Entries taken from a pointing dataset

** begin **

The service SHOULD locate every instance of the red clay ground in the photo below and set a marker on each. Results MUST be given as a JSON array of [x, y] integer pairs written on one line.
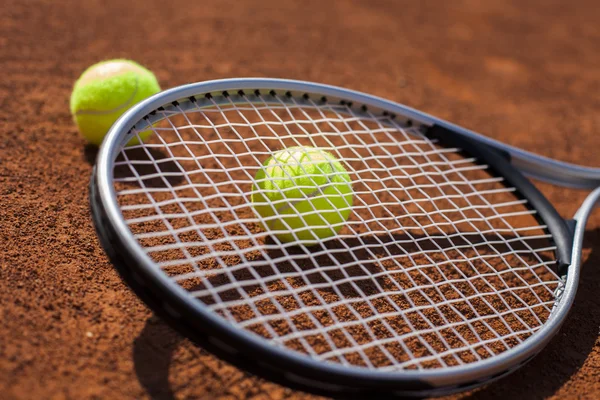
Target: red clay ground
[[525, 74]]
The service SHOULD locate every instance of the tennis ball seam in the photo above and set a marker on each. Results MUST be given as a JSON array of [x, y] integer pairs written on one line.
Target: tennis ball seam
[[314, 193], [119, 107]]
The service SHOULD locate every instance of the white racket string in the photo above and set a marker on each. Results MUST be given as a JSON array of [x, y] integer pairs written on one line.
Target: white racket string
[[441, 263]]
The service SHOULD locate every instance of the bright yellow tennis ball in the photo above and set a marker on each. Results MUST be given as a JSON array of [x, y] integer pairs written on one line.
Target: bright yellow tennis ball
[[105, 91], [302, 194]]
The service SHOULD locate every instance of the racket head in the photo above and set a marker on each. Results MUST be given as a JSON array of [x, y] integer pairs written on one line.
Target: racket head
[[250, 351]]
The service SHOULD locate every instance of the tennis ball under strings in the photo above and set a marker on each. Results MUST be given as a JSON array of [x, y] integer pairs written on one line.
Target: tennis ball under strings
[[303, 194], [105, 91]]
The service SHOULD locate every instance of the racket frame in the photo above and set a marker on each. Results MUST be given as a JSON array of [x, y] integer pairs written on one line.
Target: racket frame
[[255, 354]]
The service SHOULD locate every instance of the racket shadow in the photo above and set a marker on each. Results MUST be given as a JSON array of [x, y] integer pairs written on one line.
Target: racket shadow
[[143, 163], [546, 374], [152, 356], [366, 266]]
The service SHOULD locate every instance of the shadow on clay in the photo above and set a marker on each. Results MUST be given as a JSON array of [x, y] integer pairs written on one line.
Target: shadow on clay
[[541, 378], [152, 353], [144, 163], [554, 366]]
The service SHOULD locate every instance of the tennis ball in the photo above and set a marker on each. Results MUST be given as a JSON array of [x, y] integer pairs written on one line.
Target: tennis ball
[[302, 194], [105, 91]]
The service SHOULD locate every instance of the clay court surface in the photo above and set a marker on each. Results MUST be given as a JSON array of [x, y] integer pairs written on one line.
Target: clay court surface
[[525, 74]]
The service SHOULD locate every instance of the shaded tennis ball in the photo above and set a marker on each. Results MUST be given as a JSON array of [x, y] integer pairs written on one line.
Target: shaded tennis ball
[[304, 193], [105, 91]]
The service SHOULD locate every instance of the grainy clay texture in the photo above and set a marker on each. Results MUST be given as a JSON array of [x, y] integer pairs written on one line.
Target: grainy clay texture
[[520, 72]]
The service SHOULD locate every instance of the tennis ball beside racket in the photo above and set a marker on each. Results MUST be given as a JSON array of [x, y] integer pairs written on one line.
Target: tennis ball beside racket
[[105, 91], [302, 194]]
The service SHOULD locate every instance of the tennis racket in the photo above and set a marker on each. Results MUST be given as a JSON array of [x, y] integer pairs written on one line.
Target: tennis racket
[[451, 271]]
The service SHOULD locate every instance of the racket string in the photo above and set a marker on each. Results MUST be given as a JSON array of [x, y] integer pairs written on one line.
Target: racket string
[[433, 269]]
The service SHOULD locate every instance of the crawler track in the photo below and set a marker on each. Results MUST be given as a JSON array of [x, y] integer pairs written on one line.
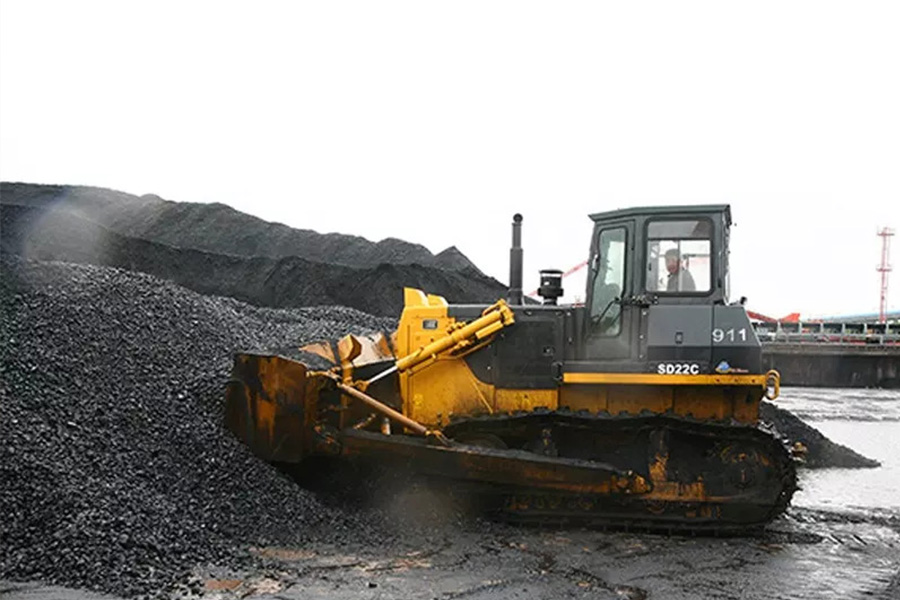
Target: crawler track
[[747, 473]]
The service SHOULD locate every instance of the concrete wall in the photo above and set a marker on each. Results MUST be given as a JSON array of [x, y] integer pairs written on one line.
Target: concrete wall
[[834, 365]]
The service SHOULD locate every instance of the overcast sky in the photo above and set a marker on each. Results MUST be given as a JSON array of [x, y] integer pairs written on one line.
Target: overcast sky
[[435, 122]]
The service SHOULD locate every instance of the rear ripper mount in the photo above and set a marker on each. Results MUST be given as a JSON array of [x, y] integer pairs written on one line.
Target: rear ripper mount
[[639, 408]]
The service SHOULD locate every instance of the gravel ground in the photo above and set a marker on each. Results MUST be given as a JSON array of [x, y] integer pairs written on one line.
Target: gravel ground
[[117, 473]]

** end **
** begin **

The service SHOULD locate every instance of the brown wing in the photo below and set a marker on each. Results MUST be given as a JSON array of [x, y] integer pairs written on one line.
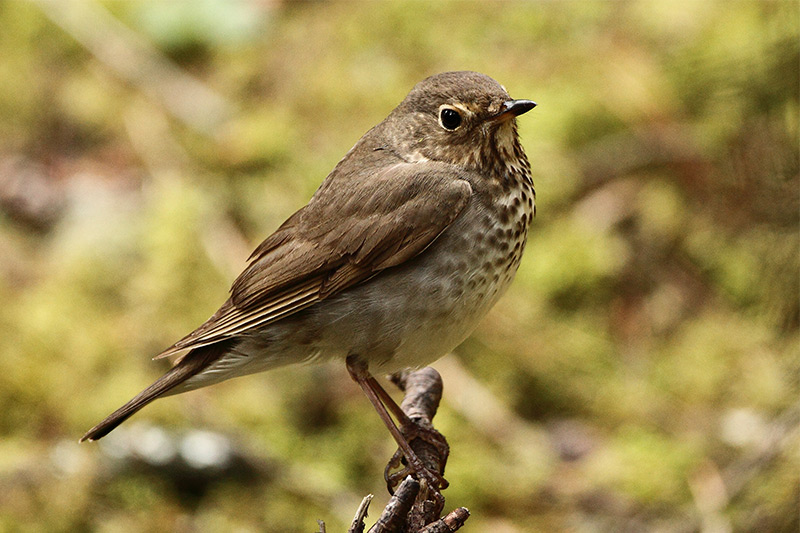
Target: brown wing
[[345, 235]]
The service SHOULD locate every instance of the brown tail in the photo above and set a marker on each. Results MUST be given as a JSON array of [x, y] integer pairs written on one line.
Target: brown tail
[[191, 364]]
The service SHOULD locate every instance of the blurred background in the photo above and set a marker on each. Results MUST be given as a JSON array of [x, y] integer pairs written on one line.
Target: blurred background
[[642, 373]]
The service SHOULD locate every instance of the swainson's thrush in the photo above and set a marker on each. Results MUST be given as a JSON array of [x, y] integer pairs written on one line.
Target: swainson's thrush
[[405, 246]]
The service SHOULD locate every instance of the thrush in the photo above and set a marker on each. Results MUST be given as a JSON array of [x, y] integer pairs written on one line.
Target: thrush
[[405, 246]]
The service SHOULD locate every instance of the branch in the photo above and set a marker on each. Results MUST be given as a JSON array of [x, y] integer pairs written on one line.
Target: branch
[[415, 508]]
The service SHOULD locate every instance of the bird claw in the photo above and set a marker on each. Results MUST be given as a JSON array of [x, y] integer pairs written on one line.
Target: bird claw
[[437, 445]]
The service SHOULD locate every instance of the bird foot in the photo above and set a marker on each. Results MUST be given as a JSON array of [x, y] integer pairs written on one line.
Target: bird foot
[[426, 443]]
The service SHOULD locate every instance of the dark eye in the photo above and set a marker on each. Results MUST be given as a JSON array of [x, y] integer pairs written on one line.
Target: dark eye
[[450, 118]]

** end **

_Exercise goal_
Which lines in the records above contain the string "foot"? Show every such line in full, and treat uppercase and lowercase letters as different.

_Task solution_
The service SHOULD locate every instance of the bird foot in the photo above and set a marker on each. Results MUST be given as a JSON array of [x, y] integer pairs written on one line.
Target: bird foot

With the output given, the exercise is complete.